NEW DELHI — A section of the cargo terminal at New Delhi’s international airport was cordoned off Sunday after a suspected radioactive leak, but officials later said the radiation posed no danger to people and called off the emergency.

The leak at Indira Gandhi International Airport was suspected to have occurred from a package containing cancer medicine that had arrived as cargo on an Air France plane, said Atul Garg, New Delhi’s fire chief.

Rao Narender, a duty officer at Delhi Fire Service headquarters, said a regular consignment of the nuclear medicine used in cancer treatments arrived at the airport’s cargo terminal and was being processed when some workers raised concerns that it was radioactive material.

Officials declared a radiological emergency and cordoned off the area. Workers at the cargo terminal had to evacuate the building while a disaster management team investigated the nature of the radioactive material. The cargo terminal is located about 2 kilometers (1 mile) from the airport’s passenger area.

▶ **PARTS OF THE EXERCISE**:
- A) Copy the airport leak report word for word from "The leak at" to "was radioactive material.".
- B) Answer these from the airport leak report:
(i) The package arrived as cargo on which airline's plane?
(ii) What is Atul Garg's job?
(iii) How far is the cargo terminal from the airport's passenger area?
- C) Pick up the airport leak report after its last sentence and keep it going.

▶ **INFORMATION SUPPLIED**:

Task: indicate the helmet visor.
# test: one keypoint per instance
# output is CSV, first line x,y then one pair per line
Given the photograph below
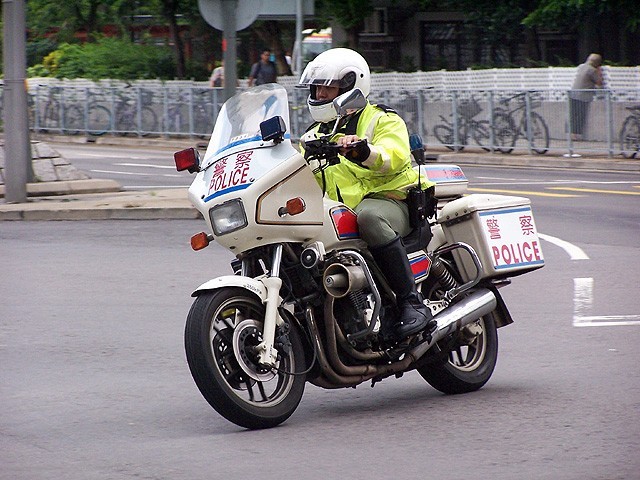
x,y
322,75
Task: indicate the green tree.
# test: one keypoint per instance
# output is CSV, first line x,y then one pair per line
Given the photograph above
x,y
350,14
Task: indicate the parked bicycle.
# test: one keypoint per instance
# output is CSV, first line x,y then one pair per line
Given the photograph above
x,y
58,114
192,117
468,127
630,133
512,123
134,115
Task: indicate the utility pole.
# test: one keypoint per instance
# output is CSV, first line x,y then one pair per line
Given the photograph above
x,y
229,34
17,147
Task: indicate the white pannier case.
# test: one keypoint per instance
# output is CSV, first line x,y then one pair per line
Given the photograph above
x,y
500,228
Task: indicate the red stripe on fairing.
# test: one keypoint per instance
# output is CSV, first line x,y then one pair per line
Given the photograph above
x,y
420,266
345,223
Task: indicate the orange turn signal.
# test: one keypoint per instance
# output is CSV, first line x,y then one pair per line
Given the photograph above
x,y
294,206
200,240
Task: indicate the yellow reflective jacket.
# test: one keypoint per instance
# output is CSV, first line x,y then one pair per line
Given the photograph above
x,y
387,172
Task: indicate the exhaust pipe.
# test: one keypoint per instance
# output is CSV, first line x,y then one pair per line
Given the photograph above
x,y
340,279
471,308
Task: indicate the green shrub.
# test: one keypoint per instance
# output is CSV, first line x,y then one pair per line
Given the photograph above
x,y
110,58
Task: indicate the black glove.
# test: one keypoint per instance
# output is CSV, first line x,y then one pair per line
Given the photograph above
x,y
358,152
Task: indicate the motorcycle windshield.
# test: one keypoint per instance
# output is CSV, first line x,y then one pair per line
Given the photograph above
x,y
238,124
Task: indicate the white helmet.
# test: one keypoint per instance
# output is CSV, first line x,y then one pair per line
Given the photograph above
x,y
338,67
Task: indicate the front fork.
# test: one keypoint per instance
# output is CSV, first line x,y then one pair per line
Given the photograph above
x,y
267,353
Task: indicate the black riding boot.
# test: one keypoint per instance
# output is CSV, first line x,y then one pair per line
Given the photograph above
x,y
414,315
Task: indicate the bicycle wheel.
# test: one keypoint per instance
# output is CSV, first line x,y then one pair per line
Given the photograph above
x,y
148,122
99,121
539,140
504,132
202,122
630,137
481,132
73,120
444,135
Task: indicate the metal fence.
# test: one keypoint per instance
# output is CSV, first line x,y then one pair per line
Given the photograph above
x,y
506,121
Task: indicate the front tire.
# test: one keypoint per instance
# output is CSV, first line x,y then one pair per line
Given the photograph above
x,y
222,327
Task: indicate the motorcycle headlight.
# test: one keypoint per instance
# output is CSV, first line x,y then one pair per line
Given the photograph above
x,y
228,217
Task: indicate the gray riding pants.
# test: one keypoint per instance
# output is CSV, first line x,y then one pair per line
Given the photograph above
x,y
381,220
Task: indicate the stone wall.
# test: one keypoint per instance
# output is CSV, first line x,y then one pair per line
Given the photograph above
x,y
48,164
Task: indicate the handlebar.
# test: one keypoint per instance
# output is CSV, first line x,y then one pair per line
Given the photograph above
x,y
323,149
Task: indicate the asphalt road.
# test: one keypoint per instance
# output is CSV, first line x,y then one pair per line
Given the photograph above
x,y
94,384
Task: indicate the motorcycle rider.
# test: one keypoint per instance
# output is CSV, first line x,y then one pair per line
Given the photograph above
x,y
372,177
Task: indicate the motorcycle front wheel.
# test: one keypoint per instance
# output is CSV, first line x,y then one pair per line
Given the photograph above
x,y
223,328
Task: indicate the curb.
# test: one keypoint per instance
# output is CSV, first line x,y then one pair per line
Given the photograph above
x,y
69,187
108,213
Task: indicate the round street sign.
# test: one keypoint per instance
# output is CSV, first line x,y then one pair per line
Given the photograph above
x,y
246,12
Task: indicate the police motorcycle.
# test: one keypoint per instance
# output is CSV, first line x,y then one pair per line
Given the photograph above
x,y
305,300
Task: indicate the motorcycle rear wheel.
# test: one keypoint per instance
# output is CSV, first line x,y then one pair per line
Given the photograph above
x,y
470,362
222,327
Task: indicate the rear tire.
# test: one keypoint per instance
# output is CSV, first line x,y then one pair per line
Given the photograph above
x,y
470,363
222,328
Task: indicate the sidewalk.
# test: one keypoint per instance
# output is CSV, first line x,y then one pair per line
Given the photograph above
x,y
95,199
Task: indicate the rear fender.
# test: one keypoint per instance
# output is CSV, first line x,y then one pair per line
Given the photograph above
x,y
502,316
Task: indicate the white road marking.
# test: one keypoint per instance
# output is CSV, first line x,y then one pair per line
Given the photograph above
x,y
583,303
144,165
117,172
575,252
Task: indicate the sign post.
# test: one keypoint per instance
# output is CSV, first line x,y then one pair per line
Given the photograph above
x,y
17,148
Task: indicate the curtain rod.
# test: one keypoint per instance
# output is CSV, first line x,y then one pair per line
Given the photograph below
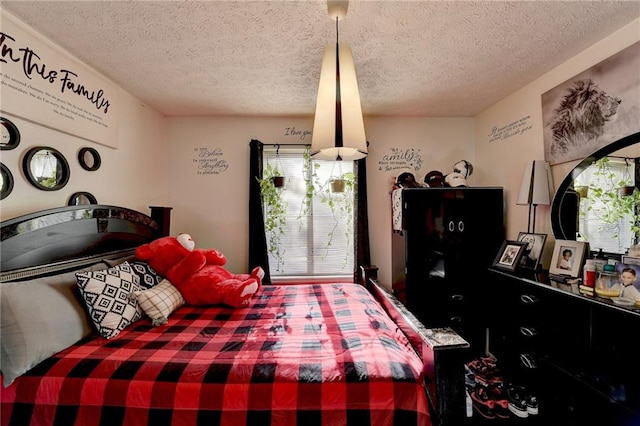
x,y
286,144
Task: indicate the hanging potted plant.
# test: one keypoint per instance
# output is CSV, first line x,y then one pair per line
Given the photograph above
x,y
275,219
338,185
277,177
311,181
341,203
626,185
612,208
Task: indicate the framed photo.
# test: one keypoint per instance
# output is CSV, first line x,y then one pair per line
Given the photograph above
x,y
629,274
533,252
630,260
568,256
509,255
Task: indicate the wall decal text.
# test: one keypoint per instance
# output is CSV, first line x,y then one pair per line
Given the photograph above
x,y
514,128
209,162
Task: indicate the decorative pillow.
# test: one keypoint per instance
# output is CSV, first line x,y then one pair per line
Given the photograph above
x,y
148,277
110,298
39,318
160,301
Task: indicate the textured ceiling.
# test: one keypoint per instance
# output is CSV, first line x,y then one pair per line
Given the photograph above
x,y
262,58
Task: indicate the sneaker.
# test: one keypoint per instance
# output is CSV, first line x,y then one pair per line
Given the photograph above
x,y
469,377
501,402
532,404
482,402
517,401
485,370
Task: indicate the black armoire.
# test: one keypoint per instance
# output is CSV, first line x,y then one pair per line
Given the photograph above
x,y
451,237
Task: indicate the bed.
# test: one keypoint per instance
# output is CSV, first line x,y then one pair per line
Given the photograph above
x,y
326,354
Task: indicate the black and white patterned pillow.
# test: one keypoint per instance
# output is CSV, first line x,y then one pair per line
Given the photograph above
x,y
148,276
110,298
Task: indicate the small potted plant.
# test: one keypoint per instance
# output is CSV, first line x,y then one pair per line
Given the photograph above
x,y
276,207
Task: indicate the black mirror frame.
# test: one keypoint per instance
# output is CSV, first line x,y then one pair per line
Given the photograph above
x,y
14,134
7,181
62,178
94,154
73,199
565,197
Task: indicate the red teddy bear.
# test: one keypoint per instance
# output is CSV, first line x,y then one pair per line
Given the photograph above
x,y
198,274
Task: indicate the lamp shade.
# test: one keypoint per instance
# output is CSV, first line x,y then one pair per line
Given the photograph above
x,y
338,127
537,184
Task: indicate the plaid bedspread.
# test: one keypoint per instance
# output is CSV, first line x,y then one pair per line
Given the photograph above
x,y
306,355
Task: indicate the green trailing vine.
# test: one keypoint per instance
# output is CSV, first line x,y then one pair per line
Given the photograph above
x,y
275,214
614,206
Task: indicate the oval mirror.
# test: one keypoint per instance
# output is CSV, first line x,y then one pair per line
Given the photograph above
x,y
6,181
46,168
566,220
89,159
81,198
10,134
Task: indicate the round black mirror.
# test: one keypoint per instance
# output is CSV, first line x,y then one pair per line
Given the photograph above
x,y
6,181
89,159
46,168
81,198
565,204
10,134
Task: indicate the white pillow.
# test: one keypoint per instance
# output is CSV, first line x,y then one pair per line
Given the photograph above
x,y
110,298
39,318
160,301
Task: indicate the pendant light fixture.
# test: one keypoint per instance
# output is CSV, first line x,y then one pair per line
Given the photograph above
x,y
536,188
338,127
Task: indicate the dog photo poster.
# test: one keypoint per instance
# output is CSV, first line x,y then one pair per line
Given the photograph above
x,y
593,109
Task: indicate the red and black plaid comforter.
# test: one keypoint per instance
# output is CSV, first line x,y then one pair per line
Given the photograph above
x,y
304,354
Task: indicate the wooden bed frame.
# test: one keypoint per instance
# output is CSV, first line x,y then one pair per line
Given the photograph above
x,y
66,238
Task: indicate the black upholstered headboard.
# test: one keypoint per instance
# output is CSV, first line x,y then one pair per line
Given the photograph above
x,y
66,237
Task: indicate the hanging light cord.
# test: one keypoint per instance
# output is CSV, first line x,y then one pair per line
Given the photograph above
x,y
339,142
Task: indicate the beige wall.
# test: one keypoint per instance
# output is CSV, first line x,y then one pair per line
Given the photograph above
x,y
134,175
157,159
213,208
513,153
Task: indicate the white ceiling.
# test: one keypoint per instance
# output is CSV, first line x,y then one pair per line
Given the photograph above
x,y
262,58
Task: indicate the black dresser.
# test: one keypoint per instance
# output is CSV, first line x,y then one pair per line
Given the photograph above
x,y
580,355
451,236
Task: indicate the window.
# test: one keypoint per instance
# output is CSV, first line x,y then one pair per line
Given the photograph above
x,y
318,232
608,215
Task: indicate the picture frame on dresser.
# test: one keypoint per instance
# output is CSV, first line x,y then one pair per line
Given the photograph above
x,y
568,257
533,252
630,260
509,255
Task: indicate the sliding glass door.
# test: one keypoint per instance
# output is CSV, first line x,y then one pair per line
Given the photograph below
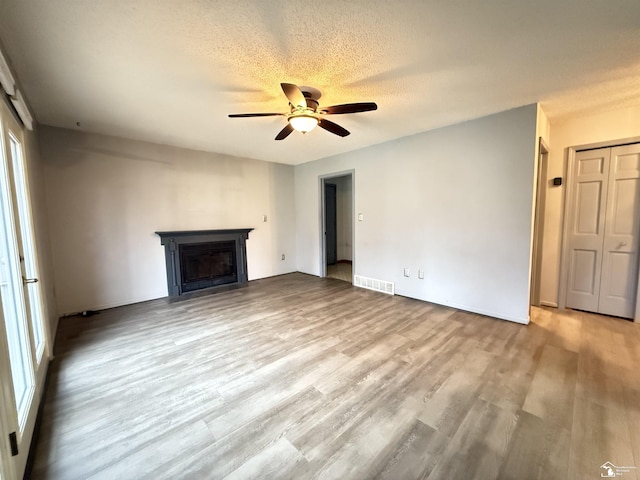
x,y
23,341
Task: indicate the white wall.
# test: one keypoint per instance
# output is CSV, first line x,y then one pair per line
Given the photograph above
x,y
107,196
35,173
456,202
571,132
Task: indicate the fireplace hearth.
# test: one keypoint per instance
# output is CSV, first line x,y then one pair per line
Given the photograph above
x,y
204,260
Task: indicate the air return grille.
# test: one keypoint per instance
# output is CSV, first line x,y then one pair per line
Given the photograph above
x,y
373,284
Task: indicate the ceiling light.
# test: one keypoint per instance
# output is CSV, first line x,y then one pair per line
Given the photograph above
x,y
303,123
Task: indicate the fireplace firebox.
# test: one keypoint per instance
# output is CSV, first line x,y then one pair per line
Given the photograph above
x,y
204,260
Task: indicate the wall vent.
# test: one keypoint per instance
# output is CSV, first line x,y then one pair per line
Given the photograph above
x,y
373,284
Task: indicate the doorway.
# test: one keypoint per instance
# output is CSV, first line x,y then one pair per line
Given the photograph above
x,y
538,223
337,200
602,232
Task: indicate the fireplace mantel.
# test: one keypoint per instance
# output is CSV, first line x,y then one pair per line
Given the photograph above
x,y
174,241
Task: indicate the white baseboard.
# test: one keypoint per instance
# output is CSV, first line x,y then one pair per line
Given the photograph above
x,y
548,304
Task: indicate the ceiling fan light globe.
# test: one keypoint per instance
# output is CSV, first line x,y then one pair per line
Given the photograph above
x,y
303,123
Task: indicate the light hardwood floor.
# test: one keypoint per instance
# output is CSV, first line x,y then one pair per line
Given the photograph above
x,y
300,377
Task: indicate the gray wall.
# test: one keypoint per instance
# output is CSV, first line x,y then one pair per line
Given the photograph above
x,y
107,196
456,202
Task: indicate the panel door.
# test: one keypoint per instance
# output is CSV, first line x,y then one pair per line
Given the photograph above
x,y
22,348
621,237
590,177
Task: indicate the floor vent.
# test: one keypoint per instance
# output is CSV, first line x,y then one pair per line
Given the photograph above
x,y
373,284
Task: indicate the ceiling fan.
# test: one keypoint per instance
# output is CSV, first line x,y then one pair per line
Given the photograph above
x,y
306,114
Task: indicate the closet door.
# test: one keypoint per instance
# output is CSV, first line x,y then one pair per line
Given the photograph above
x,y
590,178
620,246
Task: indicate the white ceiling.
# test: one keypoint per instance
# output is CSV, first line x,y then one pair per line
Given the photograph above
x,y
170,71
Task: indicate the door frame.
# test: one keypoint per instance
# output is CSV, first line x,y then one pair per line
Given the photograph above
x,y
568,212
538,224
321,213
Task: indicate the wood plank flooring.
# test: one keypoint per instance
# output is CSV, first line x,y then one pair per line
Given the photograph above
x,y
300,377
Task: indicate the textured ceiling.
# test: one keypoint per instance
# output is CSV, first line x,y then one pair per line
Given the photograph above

▶ **YOUR RESPONSES**:
- A)
The leak at Indira Gandhi International Airport was suspected to have occurred from a package containing cancer medicine that had arrived as cargo on an Air France plane, said Atul Garg, New Delhi’s fire chief.

Rao Narender, a duty officer at Delhi Fire Service headquarters, said a regular consignment of the nuclear medicine used in cancer treatments arrived at the airport’s cargo terminal and was being processed when some workers raised concerns that it was radioactive material.

- B)
(i) Air France
(ii) New Delhi's fire chief
(iii) About 2 kilometers (1 mile)

- C)
A couple of hours later, District Magistrate Abhishek Singh said that the amount of radiation emitted from the medicine was “within permissible limits,” and that it did not pose a danger to anyone. He said there was no radiation in the surrounding areas.

“A final call has thus been taken and the radiological emergency has been called off,” Singh said in a statement.

He said the package was meant for a New Delhi hospital’s cancer unit.